Study questions —
**1)** In the essay about the Giant's Despair Hill Climb, what car was the writer driving down the hill?
**2)** Write a continuation of the essay about the Giant's Despair Hill Climb, beginning after its final sentence.

Extract to read —
We’re taking a holiday break to reflect on all of the parts we should’ve bought ourselves instead of buying gifts for others. This is a short essay we were inspired to write a few years ago when we visited the Giant’s Despair Hill Climb site in Wilkes-Barre, PA while on a job. Enjoy this essay, and enjoy the war on Christmas, no matter what side you’re on.
The height of the climb is a ghost of the yearly event. Just outside of Wilkes-Barre, Pennsylvania, mud and cleared trees on the north edge of the road, where timing officials and spectators have matted the terrain, are adjacent to the permanent finish line spanning the breadth of the two-lane road. Just beyond its peak, a shining building I only caught a glimpse of in passing. A fortune-telling of the dynamics I would experiences as I made the journey down the road and through the town at the bottom of it.
Doing my best not to turn my rental Mazda 6 rotors into french fries, I cruised down the steep decline, taking in the view of the valley as my sinuses rapidly compressed. The first major turn came with plenty of warning that I simply had not headed. A sharp, banked right-hander made me do my best Cousin Eddie ‘woo!’ impression to the audience of empty seats in my sedan.

Referring expression pointing data
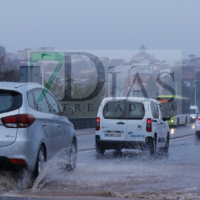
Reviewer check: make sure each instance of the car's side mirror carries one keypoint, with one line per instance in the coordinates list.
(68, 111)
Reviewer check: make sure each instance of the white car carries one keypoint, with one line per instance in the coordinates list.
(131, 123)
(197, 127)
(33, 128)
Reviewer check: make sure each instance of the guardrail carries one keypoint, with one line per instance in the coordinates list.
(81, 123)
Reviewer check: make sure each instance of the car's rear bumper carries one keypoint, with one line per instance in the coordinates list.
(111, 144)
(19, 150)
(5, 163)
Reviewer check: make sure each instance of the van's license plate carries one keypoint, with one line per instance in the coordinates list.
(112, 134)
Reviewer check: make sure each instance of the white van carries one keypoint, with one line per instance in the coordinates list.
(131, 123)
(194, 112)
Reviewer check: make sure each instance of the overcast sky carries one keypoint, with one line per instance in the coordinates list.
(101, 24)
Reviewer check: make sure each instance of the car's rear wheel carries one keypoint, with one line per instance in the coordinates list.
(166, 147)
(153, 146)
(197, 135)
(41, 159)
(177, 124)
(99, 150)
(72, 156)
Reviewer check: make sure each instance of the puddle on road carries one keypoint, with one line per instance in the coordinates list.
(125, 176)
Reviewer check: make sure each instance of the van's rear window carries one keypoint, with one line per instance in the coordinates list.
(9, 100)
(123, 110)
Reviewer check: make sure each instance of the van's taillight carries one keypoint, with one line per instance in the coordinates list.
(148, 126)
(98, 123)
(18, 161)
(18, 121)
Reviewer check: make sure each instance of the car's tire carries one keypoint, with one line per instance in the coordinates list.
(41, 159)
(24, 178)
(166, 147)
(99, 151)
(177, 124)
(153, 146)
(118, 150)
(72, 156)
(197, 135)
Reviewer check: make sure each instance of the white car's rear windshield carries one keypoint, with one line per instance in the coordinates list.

==

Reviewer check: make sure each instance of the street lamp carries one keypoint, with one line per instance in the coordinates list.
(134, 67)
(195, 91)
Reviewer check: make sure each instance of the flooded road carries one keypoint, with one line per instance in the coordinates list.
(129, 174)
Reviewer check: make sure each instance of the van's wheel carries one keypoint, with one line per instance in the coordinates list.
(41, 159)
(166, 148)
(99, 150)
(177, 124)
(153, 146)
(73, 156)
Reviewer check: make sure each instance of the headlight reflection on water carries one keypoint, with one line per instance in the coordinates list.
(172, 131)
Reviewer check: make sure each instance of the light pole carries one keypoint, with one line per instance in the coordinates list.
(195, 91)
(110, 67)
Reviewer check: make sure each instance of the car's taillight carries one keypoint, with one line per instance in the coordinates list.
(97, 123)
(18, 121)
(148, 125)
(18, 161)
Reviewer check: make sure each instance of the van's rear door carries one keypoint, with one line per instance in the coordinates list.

Answers for the tasks —
**1)** A rental Mazda 6.

**2)**
I won’t bore you with the details of the remaining ride because the obvious gem is the uphill. Tumbling out of the straightaway at the bottom, an officially named “Giant’s Despair” park simultaneously greets you and waves ‘goodbye’ with its brevity. Down through what feels like a landlocked seaside town, you wouldn’t be surprised to see someone taking a wicked pissa outside one of the countless (and windowless) bars. And almost as if the same poet that named the Giant’s Despair had been the city planner, the scenery changes drastically as you pass over onto the other side of the tracks. Porches and abandoned cars in driveways turn to projects and abandoned cars in parking lots. A pair of police cars turn off their emergency lights and disband as I pass through the first major intersection. I imagine the demarcating tracks separate color more than they do class. An unfortunate juxtaposition to the thrill of the nearby hill.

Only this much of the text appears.